TASK DIRECTIONS
Look over the entries that follow and work out how many lines contain "arched". State the number only.

** Opening DATA EXTRACTS block **

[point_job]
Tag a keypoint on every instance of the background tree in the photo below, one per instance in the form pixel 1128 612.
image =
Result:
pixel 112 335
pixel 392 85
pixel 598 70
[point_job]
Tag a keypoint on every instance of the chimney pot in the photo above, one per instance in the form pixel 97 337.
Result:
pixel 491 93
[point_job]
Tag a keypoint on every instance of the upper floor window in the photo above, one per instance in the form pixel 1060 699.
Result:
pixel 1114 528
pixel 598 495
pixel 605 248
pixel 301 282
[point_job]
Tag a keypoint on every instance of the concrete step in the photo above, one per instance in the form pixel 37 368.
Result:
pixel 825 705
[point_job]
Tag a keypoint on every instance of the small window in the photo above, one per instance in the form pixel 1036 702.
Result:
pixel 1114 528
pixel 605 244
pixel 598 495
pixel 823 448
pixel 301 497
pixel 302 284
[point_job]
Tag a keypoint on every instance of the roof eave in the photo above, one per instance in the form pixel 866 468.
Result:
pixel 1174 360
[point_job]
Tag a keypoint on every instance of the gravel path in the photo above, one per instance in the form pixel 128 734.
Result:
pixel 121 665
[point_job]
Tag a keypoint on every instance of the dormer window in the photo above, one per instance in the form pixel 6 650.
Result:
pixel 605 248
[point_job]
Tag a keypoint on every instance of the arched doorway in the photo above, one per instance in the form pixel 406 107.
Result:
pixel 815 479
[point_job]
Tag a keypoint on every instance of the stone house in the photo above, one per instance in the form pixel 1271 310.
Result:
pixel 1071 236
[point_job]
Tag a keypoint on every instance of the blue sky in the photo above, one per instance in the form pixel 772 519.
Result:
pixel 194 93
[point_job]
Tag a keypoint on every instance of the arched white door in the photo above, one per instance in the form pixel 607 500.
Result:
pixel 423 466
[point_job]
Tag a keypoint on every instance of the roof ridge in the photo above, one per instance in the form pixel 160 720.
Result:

** Closing DATA EXTRACTS block **

EXPECTED ANSWER
2